Natural-language object grounding data
##############################

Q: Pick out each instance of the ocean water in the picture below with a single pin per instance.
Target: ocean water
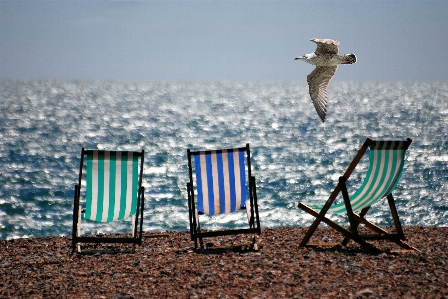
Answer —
(295, 157)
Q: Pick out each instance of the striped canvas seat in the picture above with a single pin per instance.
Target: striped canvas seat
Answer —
(112, 185)
(221, 183)
(386, 161)
(113, 192)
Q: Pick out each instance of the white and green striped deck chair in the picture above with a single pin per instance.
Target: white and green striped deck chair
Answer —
(113, 192)
(221, 183)
(386, 161)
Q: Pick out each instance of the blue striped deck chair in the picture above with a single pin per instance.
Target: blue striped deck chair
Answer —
(386, 161)
(113, 192)
(221, 183)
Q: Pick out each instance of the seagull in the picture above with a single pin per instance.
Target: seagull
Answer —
(326, 59)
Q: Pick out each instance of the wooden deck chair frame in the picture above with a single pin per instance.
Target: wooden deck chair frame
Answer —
(252, 211)
(137, 218)
(356, 219)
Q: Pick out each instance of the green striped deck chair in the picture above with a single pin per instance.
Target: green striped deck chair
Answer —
(113, 192)
(386, 161)
(221, 183)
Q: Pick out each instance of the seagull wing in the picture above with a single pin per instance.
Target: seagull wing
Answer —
(318, 81)
(325, 46)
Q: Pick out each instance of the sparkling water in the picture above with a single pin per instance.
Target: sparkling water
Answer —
(295, 157)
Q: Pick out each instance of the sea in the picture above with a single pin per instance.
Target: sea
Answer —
(295, 157)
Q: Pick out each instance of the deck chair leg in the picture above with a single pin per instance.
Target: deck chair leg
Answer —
(320, 216)
(348, 207)
(394, 212)
(338, 228)
(78, 229)
(361, 214)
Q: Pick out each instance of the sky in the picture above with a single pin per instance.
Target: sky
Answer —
(220, 40)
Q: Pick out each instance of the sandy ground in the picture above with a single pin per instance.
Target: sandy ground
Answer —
(169, 267)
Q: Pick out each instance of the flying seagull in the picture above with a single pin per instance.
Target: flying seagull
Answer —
(326, 59)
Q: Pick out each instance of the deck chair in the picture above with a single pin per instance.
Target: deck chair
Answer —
(113, 192)
(221, 187)
(385, 169)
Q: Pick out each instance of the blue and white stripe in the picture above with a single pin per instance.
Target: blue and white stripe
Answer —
(221, 181)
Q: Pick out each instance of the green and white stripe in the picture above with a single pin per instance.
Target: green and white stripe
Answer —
(385, 170)
(112, 185)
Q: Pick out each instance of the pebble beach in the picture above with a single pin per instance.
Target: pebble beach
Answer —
(167, 266)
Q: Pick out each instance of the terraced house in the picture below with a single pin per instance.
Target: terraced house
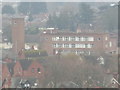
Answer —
(55, 41)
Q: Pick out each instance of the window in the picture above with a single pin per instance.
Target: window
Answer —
(82, 45)
(60, 45)
(110, 44)
(82, 39)
(86, 38)
(90, 38)
(66, 38)
(33, 69)
(66, 45)
(89, 46)
(79, 38)
(60, 38)
(72, 38)
(99, 38)
(73, 45)
(77, 46)
(76, 39)
(38, 70)
(106, 38)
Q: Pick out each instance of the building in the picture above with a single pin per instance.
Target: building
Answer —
(18, 36)
(79, 43)
(14, 71)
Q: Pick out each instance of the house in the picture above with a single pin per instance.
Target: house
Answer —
(87, 43)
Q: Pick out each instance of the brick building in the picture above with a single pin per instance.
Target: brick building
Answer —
(18, 36)
(79, 43)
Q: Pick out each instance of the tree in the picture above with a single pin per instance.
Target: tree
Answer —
(32, 7)
(7, 9)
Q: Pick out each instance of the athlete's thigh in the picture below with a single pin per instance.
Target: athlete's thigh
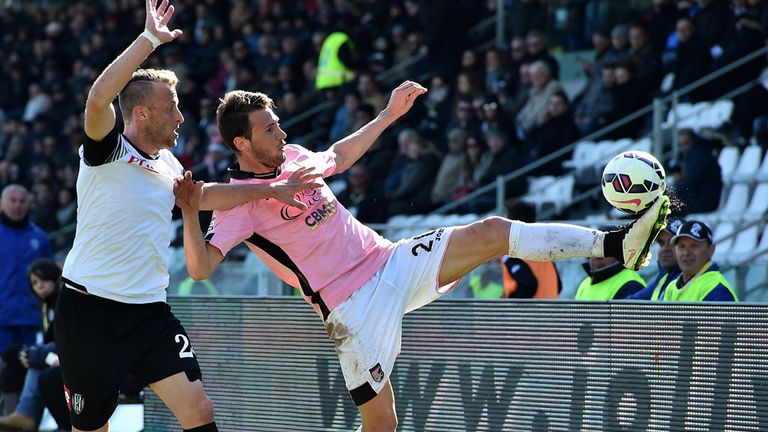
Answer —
(186, 399)
(379, 413)
(472, 245)
(92, 364)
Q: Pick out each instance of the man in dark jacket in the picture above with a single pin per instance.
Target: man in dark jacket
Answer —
(700, 182)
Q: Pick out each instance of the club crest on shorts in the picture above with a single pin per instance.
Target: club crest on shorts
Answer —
(78, 402)
(377, 373)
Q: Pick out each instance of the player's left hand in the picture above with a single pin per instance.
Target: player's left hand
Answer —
(187, 192)
(402, 98)
(288, 190)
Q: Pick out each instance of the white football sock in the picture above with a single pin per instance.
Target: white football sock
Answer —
(552, 241)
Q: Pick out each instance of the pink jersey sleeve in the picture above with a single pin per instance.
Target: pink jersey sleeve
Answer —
(229, 228)
(325, 161)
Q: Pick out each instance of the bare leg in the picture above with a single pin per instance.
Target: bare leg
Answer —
(476, 243)
(379, 413)
(186, 400)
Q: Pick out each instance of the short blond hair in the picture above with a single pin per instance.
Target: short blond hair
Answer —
(139, 89)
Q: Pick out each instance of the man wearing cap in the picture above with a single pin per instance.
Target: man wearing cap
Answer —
(607, 279)
(700, 278)
(667, 261)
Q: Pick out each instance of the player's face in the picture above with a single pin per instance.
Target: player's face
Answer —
(43, 288)
(267, 138)
(692, 254)
(162, 129)
(15, 204)
(667, 257)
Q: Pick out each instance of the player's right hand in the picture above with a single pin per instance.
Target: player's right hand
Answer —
(158, 18)
(288, 190)
(187, 192)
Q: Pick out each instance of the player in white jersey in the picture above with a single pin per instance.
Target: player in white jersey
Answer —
(359, 283)
(112, 318)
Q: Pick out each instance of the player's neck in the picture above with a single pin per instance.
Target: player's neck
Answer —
(139, 141)
(254, 166)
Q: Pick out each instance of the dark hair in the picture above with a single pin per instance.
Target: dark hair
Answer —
(45, 269)
(138, 91)
(233, 111)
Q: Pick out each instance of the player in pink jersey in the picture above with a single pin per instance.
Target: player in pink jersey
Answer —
(359, 283)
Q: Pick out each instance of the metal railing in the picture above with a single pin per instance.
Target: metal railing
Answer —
(657, 108)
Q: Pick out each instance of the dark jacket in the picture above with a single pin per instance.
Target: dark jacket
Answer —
(701, 185)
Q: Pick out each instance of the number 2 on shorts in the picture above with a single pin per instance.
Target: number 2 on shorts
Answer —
(184, 353)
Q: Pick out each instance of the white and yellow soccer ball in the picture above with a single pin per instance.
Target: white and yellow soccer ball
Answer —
(632, 181)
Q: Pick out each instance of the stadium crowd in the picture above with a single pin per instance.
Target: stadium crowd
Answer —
(488, 112)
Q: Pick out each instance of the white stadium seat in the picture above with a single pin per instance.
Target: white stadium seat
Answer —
(762, 172)
(721, 231)
(728, 158)
(744, 246)
(583, 156)
(759, 203)
(736, 203)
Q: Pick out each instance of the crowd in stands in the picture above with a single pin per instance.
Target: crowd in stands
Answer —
(488, 112)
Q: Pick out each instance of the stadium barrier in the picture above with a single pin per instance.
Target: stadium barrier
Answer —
(470, 365)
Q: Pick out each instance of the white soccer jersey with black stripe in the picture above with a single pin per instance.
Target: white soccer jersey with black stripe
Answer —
(125, 199)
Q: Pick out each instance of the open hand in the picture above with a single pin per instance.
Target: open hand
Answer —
(402, 98)
(302, 180)
(158, 18)
(187, 192)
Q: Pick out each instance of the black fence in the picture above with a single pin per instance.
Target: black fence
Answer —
(469, 365)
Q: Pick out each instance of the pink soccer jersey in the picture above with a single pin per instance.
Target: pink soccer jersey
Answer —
(324, 250)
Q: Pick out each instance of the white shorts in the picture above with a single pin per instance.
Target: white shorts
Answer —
(366, 328)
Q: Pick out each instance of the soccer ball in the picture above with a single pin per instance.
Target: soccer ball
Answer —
(632, 181)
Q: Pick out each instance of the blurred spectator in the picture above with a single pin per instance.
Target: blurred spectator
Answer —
(363, 200)
(449, 174)
(476, 162)
(538, 50)
(607, 279)
(691, 58)
(699, 183)
(628, 97)
(412, 196)
(593, 110)
(527, 15)
(32, 361)
(524, 278)
(557, 130)
(666, 263)
(712, 19)
(700, 278)
(748, 36)
(23, 242)
(662, 23)
(543, 86)
(370, 92)
(648, 59)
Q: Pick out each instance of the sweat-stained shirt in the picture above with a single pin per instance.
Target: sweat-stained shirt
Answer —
(324, 250)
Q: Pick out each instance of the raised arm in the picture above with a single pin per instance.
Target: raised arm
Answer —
(348, 150)
(218, 196)
(99, 112)
(202, 258)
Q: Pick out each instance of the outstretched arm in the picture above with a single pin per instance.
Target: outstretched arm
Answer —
(348, 150)
(202, 258)
(99, 112)
(218, 196)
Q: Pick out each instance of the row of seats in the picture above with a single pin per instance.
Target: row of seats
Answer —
(594, 155)
(745, 165)
(698, 116)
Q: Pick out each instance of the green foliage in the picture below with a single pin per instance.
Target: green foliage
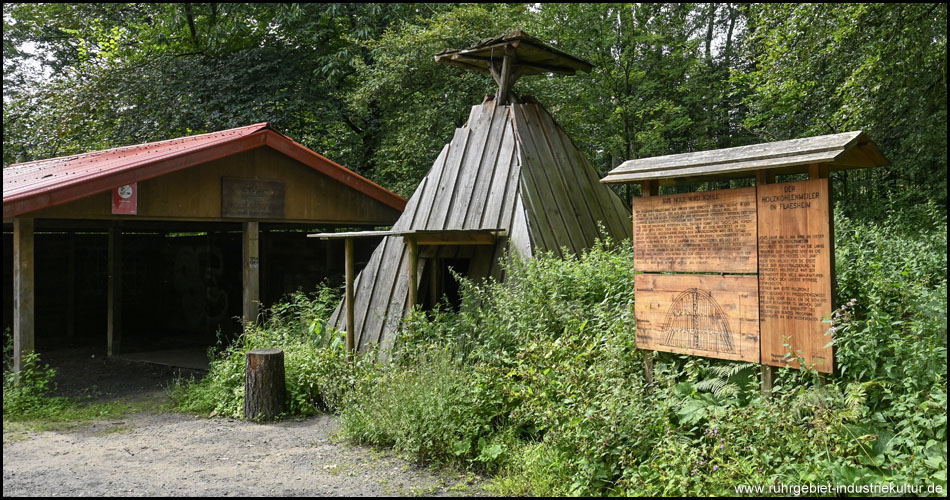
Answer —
(317, 370)
(538, 382)
(26, 394)
(835, 67)
(27, 399)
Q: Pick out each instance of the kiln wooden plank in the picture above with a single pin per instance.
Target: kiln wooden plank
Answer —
(712, 231)
(713, 316)
(795, 274)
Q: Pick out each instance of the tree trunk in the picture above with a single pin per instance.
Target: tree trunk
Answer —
(264, 385)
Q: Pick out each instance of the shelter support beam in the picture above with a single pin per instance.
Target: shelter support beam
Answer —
(71, 287)
(350, 313)
(114, 321)
(252, 272)
(413, 272)
(23, 290)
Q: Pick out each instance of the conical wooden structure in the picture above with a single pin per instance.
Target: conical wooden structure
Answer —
(510, 180)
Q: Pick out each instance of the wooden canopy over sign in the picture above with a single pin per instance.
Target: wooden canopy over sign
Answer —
(848, 150)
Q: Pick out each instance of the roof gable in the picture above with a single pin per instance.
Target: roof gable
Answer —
(32, 186)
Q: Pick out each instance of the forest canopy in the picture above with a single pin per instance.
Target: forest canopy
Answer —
(358, 82)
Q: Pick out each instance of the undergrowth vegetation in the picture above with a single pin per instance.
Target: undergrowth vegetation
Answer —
(315, 361)
(537, 381)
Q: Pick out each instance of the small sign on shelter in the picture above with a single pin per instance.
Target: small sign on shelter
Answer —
(125, 199)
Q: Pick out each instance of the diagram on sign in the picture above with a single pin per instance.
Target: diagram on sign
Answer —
(696, 321)
(704, 315)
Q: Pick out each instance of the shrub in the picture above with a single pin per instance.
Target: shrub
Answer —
(317, 371)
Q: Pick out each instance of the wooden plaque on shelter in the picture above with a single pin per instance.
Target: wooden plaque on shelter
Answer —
(795, 273)
(713, 231)
(703, 315)
(252, 198)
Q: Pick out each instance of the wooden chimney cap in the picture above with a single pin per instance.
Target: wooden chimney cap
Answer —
(531, 56)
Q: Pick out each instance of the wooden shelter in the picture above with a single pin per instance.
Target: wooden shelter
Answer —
(510, 180)
(135, 242)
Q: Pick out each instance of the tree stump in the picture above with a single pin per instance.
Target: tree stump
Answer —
(264, 384)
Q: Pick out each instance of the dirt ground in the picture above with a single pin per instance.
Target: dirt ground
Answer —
(160, 453)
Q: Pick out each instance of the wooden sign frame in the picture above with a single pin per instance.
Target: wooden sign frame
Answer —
(791, 282)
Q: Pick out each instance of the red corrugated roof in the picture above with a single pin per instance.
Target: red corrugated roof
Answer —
(35, 185)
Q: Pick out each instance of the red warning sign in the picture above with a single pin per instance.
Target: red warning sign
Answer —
(125, 199)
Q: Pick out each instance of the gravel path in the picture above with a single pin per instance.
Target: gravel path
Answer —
(170, 454)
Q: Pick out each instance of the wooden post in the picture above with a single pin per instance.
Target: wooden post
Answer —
(435, 270)
(252, 275)
(822, 172)
(71, 287)
(767, 373)
(350, 316)
(648, 188)
(114, 326)
(264, 384)
(23, 304)
(413, 271)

##############################

* **WHAT YOU SHOULD DO**: Only lines belong in the copy: transcribe those from the start of the data through the line that contains "Target: white and green striped deck chair", and skip the pictures.

* **EXERCISE SOLUTION**:
Q: Pick out each instance of the ocean water in the picture below with a single pin per instance.
Target: ocean water
Answer —
(295, 157)
Q: Pick out each instance of the striped canvas seat in the picture above with a single pin per instance.
Target: striped canvas seat
Answer —
(112, 185)
(221, 183)
(386, 161)
(113, 192)
Q: Pick out each instance of the white and green striped deck chair in the picture above with a single pin per instance.
Target: white and green striped deck chair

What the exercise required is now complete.